╭─ Data excerpts

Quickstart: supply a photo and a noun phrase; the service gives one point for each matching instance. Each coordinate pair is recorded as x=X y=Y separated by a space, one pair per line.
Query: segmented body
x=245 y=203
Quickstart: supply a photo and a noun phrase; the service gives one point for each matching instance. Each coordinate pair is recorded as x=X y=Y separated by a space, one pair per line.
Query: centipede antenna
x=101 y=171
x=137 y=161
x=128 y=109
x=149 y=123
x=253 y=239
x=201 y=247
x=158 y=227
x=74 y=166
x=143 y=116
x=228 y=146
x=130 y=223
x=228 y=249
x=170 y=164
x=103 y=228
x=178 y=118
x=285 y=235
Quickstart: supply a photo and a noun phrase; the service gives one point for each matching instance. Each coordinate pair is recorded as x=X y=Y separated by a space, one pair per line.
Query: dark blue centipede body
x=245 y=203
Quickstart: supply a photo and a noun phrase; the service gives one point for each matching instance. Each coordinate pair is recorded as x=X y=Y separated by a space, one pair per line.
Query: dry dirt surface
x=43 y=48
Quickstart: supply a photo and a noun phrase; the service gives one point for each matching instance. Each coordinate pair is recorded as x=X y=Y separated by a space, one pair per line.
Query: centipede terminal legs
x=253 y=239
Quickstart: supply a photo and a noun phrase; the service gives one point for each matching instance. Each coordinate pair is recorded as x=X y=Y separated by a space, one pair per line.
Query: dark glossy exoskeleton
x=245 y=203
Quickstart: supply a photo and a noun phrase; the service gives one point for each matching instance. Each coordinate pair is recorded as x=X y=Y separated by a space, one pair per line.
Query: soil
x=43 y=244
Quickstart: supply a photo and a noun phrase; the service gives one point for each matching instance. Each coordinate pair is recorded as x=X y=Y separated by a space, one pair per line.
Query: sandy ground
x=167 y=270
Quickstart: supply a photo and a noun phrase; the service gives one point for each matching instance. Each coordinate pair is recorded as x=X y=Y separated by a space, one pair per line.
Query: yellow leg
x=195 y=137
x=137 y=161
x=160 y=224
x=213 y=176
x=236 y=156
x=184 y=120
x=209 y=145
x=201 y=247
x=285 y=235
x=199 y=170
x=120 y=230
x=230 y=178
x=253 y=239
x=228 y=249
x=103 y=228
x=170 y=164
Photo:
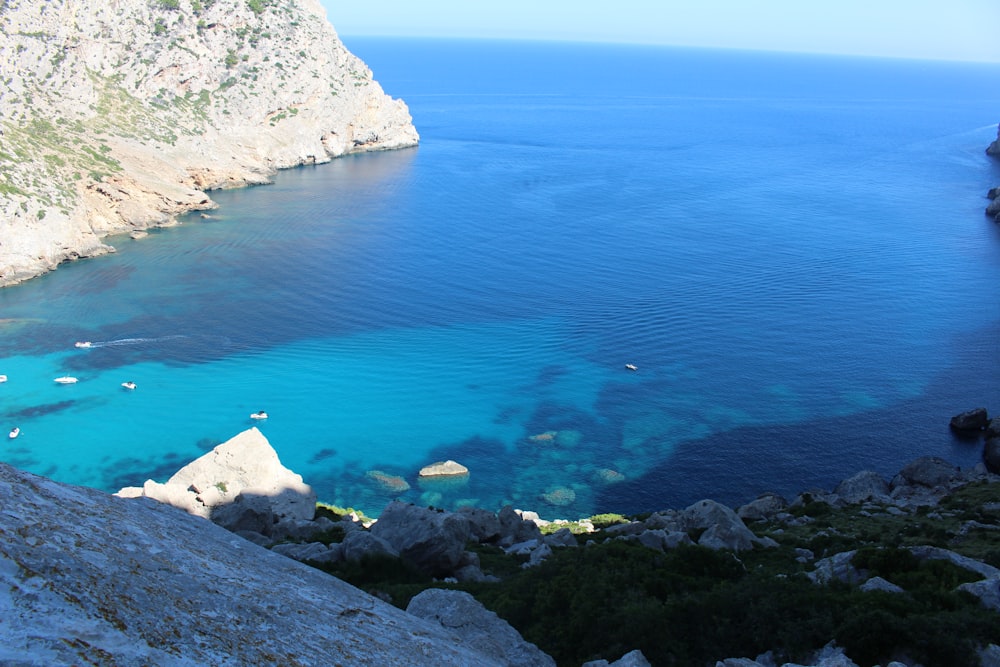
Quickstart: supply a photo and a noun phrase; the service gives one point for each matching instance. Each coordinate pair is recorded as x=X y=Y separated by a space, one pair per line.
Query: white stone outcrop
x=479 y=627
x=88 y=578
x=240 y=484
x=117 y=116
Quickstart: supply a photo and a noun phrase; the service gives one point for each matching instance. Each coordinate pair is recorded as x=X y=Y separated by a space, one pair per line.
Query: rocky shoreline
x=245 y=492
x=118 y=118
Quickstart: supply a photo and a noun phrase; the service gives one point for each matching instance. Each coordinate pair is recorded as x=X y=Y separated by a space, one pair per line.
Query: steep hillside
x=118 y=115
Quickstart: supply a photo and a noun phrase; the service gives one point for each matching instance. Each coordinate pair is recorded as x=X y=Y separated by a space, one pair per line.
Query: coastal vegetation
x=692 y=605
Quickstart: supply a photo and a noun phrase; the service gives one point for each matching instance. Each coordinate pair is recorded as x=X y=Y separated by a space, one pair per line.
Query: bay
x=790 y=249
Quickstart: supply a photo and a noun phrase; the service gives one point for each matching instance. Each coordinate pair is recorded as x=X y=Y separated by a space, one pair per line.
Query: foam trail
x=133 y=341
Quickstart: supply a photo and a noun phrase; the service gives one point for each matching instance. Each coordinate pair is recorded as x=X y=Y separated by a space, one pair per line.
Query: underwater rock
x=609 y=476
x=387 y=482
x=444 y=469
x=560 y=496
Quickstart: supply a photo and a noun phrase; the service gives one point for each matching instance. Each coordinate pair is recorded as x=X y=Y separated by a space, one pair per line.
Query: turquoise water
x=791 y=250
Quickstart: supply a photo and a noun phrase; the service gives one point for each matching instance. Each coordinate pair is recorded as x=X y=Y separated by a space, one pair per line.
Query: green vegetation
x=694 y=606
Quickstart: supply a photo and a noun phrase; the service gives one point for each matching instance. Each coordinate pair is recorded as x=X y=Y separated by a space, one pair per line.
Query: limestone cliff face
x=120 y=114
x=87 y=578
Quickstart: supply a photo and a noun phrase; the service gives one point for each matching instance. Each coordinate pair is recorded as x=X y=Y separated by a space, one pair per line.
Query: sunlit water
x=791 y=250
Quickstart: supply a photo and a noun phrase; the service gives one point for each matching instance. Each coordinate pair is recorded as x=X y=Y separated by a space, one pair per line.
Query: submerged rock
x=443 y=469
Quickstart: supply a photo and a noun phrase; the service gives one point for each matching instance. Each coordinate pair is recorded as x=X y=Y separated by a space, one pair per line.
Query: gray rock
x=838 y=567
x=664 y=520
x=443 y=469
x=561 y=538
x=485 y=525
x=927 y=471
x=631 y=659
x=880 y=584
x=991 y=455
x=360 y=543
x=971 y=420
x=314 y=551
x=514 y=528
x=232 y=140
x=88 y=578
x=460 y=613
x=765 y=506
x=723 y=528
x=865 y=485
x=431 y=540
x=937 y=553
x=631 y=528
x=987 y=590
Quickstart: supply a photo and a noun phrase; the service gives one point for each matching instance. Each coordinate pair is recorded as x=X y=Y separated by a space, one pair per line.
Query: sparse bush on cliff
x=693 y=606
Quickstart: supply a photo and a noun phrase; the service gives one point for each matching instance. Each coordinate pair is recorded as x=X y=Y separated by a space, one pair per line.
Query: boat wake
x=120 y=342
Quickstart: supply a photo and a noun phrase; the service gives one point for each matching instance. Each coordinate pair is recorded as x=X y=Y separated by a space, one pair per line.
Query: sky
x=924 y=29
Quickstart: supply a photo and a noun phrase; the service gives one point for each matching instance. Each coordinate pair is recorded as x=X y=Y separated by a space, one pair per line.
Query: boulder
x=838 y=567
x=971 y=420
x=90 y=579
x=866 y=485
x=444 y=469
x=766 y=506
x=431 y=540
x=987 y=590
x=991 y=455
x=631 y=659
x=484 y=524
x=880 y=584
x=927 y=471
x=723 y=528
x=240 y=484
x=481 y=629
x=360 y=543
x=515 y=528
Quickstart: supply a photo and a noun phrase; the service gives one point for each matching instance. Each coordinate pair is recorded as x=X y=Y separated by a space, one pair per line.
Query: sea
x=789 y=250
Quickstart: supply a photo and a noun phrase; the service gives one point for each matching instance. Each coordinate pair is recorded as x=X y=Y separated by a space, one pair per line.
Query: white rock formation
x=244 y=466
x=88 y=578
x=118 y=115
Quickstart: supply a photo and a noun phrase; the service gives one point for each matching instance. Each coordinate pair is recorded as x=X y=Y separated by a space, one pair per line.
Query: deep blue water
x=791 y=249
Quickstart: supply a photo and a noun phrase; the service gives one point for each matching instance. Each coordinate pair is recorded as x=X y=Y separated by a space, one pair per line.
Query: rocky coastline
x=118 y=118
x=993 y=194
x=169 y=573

╰─
╭─ Data excerpts

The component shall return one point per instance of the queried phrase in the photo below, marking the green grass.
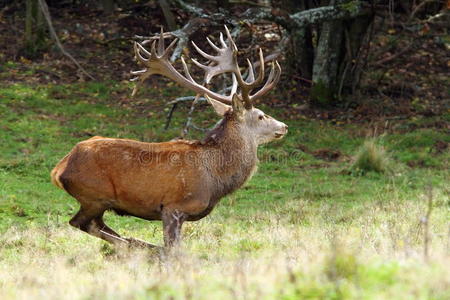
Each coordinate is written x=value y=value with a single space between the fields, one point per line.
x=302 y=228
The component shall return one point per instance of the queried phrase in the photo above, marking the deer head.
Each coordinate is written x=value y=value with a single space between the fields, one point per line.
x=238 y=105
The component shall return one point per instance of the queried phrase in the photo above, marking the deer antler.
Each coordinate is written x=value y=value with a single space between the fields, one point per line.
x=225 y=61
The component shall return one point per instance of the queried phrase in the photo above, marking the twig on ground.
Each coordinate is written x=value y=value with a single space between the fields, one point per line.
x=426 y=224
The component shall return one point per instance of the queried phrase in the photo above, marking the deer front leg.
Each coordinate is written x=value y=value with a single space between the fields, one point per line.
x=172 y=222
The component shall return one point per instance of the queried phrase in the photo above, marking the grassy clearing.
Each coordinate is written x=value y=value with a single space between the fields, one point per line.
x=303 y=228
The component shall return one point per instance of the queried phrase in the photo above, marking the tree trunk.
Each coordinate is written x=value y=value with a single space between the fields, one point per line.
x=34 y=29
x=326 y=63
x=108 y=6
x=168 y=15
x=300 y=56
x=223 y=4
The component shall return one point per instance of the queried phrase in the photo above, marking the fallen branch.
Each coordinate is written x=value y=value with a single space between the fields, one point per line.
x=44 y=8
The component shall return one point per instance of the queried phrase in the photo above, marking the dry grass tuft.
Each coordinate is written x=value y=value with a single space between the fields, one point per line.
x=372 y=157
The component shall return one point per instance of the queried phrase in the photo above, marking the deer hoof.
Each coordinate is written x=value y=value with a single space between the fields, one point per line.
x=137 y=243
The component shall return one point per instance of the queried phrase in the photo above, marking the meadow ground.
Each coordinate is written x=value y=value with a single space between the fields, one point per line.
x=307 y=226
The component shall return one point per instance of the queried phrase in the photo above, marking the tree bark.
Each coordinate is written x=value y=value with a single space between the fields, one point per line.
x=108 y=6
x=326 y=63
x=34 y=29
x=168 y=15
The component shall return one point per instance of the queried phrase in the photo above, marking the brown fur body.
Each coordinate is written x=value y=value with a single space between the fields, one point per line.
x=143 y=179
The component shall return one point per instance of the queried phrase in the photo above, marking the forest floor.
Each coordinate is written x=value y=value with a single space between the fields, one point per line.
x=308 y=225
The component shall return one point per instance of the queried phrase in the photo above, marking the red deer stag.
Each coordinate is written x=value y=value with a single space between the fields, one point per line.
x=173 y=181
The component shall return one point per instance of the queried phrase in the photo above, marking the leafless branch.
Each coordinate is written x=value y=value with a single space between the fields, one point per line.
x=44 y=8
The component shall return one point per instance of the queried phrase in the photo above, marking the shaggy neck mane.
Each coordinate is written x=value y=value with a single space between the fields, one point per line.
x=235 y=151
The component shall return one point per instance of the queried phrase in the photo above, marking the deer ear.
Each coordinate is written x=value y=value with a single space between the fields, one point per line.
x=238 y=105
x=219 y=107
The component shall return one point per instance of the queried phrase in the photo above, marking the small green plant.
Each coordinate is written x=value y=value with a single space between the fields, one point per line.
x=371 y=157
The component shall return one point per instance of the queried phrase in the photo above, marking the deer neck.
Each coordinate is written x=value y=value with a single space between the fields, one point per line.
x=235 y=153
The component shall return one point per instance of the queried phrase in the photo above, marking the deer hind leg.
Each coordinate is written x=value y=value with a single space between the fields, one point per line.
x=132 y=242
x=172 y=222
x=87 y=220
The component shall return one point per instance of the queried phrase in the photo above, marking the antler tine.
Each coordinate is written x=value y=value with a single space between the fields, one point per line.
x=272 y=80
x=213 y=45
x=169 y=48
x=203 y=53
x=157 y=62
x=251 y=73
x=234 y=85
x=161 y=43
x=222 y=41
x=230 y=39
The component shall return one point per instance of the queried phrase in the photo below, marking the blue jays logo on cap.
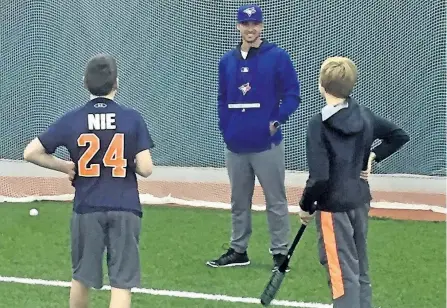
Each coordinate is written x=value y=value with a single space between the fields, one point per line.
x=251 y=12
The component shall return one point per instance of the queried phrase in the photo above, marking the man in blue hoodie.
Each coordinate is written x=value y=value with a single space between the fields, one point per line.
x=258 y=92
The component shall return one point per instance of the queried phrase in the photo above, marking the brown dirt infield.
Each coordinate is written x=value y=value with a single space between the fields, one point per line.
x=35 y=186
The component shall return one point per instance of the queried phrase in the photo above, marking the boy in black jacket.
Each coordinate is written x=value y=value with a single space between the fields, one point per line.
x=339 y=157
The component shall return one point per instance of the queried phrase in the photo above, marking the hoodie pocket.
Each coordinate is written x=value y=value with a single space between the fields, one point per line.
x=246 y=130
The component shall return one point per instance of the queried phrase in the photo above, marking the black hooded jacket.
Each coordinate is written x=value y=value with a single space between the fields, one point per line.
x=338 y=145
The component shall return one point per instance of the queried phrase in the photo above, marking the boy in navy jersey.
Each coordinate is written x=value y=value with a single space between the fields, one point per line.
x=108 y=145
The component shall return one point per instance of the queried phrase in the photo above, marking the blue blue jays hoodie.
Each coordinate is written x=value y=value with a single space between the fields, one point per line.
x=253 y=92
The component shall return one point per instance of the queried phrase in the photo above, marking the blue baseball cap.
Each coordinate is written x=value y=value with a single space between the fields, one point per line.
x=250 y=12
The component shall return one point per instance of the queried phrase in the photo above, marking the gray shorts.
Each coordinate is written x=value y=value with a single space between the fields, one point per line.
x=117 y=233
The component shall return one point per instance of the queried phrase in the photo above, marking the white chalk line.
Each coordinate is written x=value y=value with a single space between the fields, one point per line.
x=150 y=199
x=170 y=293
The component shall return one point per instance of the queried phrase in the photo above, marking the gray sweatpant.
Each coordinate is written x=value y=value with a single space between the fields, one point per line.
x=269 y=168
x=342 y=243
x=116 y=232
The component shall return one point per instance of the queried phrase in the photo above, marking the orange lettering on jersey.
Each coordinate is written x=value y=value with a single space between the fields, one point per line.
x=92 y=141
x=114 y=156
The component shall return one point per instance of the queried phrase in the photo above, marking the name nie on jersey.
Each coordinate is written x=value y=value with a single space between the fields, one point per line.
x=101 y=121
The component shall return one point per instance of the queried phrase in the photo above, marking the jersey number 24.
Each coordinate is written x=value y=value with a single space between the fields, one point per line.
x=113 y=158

╰─

Aim: Reproduce verbatim the records from the line containing "the tree trunk." through the line containing "x=307 y=226", including both of those lines.

Full response:
The component shall return one point per instance of the queried phrase in the photo above, marking the tree trunk.
Each coordinate is written x=value y=value with a single space between the fields, one point per line.
x=34 y=29
x=326 y=63
x=108 y=6
x=168 y=15
x=300 y=56
x=223 y=4
The component shall return one point per instance of the queried phrase in the photo above, marking the fallen branch.
Each coordinate is written x=value y=value with a single space between the fields, one point per line.
x=44 y=8
The component shall return one point per instance of the queried phrase in the photo above, marking the dry grass tuft.
Each coordinate is written x=value y=value with a single space between the fields, one point per line.
x=372 y=157
The component shall return one point per instance of the queried phrase in the photo above, marking the deer hoof.
Each coordinate is written x=value y=value with a single space between the fields, one point per line.
x=137 y=243
The component shall return one point per instance of the queried phrase in the photo above, marking the meadow ground.
Each coordinate is written x=value y=value with a single space between the fields, one point per line.
x=307 y=226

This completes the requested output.